In the records below, find the line with "Target: gray suit jacket" and the line with "x=355, y=59". Print both exactly, along with every line between them, and no other line.
--- Entries provided ---
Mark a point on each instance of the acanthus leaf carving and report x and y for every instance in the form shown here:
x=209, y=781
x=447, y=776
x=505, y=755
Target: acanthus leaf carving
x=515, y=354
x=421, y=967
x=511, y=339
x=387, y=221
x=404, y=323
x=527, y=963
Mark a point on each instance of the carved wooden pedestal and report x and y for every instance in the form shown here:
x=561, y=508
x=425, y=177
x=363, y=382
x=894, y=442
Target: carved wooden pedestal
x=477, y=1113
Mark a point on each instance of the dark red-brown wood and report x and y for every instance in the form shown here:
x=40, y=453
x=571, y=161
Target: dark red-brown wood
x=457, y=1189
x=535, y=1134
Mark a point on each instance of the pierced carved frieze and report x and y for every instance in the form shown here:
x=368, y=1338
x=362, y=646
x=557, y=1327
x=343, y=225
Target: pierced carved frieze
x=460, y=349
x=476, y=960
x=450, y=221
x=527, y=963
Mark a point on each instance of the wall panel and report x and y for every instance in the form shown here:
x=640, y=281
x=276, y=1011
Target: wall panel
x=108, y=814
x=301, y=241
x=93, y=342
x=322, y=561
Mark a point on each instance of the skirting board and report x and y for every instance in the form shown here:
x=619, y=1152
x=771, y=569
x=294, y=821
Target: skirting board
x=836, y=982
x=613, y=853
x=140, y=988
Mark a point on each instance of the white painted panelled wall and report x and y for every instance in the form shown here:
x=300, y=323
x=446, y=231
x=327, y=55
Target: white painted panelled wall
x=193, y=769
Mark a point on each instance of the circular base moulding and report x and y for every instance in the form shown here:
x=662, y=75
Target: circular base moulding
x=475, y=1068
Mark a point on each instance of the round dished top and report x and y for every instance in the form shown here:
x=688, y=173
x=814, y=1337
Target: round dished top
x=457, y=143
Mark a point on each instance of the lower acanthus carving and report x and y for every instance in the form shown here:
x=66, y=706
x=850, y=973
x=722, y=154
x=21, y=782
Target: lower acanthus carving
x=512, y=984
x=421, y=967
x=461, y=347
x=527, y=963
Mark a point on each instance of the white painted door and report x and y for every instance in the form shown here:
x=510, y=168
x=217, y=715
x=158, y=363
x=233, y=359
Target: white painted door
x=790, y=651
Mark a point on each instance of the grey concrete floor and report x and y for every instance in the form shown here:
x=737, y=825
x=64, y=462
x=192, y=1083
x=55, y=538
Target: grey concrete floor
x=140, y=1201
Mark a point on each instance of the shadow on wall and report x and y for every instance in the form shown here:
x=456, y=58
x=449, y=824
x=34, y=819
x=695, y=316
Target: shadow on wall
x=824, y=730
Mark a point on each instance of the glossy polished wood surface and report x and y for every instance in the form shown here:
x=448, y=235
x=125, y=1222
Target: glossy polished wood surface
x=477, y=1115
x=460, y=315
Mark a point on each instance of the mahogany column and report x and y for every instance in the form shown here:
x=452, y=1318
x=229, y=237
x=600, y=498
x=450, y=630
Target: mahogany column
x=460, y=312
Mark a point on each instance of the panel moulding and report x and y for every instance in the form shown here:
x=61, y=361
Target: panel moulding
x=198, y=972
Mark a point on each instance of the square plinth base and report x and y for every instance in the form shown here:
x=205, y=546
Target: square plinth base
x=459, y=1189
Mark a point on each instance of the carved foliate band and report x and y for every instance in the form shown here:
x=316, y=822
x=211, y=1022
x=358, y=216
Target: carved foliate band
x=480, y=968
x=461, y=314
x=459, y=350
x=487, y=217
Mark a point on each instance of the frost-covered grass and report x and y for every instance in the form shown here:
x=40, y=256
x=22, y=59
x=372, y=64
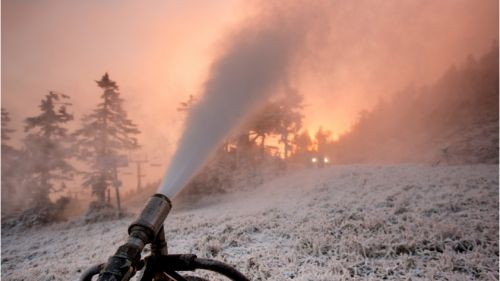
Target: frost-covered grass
x=337, y=223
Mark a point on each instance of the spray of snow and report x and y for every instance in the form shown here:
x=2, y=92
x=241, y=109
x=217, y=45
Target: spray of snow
x=255, y=59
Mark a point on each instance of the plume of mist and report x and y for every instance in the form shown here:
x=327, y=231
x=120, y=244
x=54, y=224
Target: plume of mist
x=255, y=59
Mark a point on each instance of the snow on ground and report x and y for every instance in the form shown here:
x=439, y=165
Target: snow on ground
x=336, y=223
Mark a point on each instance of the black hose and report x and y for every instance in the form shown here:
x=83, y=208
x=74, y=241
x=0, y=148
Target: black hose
x=90, y=272
x=221, y=268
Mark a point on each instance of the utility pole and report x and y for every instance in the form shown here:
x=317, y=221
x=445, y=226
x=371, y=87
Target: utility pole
x=138, y=161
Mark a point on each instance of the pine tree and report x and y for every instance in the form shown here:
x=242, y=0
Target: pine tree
x=10, y=157
x=48, y=147
x=105, y=133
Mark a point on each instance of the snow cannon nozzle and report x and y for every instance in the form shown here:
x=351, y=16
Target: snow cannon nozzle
x=146, y=229
x=152, y=217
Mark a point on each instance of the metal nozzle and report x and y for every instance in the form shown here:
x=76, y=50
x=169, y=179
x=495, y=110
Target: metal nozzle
x=152, y=217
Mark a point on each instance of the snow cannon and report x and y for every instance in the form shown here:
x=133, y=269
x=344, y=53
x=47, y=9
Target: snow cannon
x=159, y=265
x=144, y=230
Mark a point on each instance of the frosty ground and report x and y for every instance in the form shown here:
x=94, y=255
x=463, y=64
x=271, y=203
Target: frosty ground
x=337, y=223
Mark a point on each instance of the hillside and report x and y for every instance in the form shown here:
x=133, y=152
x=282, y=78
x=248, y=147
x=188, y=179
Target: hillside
x=339, y=223
x=455, y=120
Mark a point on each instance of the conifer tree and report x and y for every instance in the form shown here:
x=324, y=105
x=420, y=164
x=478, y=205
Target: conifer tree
x=48, y=149
x=105, y=133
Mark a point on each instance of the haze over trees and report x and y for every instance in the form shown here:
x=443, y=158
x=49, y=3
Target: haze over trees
x=48, y=148
x=105, y=133
x=453, y=120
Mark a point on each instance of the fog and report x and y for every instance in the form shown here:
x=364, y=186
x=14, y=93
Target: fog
x=254, y=61
x=343, y=56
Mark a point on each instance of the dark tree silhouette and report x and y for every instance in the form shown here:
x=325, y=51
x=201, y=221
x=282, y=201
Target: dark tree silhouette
x=10, y=157
x=105, y=133
x=47, y=147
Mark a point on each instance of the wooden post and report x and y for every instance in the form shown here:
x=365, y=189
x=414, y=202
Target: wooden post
x=117, y=185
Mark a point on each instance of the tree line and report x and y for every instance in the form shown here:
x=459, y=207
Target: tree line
x=45, y=161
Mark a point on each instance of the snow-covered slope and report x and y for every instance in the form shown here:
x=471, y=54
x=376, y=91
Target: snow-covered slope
x=336, y=223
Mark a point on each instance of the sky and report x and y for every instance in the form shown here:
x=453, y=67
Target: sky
x=159, y=53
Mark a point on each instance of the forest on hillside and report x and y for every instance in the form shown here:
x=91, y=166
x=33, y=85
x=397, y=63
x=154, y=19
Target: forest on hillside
x=454, y=120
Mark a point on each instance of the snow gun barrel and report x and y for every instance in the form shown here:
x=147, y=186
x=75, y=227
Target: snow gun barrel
x=144, y=230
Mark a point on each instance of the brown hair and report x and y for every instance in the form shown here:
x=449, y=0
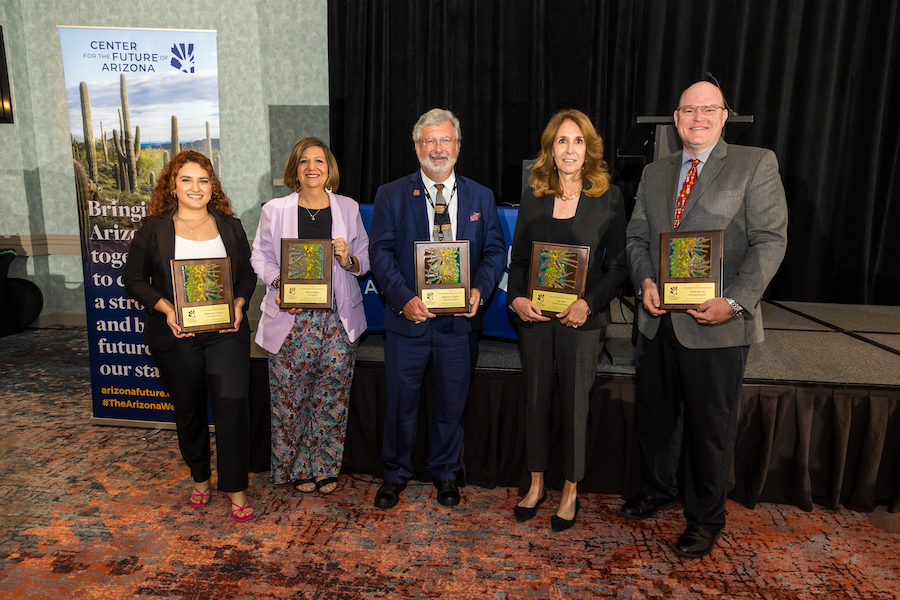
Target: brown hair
x=162, y=198
x=544, y=179
x=290, y=171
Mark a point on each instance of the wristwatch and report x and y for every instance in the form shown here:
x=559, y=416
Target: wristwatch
x=736, y=309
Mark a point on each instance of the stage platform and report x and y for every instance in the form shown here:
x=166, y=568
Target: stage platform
x=805, y=344
x=820, y=418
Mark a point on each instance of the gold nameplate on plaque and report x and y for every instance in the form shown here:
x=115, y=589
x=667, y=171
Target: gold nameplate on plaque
x=557, y=276
x=307, y=267
x=442, y=276
x=690, y=268
x=204, y=298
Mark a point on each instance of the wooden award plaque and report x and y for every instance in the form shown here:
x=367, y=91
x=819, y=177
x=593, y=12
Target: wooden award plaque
x=557, y=276
x=690, y=268
x=442, y=276
x=307, y=267
x=204, y=298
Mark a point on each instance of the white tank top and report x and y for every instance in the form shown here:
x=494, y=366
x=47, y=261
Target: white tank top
x=186, y=249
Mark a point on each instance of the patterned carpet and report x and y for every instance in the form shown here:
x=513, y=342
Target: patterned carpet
x=100, y=512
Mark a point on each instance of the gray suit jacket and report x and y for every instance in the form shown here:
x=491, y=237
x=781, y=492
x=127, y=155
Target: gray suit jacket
x=739, y=191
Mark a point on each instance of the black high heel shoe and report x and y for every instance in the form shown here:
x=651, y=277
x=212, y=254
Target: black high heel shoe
x=558, y=524
x=523, y=514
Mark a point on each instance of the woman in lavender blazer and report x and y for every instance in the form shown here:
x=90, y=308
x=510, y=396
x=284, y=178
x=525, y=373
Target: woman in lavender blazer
x=312, y=353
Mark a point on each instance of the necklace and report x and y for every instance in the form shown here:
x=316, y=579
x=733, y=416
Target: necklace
x=570, y=196
x=186, y=221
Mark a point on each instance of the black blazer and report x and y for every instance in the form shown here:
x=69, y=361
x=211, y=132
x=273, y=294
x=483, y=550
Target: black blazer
x=148, y=274
x=599, y=224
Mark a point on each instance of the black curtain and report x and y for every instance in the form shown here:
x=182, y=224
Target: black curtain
x=818, y=77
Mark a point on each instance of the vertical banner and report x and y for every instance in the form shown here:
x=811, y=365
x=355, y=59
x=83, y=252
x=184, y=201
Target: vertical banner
x=136, y=97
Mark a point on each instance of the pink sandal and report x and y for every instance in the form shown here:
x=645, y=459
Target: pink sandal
x=202, y=498
x=235, y=512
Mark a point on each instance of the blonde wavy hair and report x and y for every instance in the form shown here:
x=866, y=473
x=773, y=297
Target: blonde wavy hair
x=544, y=179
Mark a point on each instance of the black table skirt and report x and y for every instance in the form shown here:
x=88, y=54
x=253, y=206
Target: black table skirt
x=796, y=445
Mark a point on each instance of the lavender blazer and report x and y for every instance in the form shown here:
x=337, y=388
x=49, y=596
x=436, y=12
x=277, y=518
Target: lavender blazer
x=279, y=220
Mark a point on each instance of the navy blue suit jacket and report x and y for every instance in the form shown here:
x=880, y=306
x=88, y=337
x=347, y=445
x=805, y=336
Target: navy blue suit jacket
x=400, y=218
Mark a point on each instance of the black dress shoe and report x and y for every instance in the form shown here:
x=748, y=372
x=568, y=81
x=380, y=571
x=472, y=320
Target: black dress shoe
x=696, y=542
x=643, y=506
x=448, y=492
x=524, y=513
x=558, y=524
x=389, y=494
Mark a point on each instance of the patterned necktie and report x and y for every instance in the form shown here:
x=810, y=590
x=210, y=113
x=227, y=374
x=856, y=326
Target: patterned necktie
---
Exercise response >>
Target: gray suit jacket
x=739, y=191
Mark a point on each instance of the black high heel shoe and report x and y for every instance in the form shown here:
x=651, y=277
x=212, y=254
Target: black high heel shoe
x=558, y=524
x=523, y=514
Mark a point on each instance of the woman in lavender blazer and report x and y for every instance in the form shown here:
x=90, y=308
x=510, y=396
x=284, y=178
x=525, y=373
Target: woman in lavender blazer
x=312, y=353
Mark a point on each instance of the necklace and report x and y for every instance in the form shown here:
x=316, y=579
x=733, y=416
Target: necklace
x=570, y=196
x=186, y=221
Mark a point on each instance of the black blazer and report x and y for every instance in the form shown here:
x=69, y=361
x=211, y=132
x=273, y=294
x=483, y=550
Target: black blazer
x=148, y=274
x=599, y=224
Mark a point on each instance of the black curtain and report x and y for every instance in the form shown here:
x=182, y=224
Target: black curtain
x=818, y=77
Mark a point on each instance of the vertical banner and report x and y for every instance in the form shown here:
x=811, y=365
x=355, y=59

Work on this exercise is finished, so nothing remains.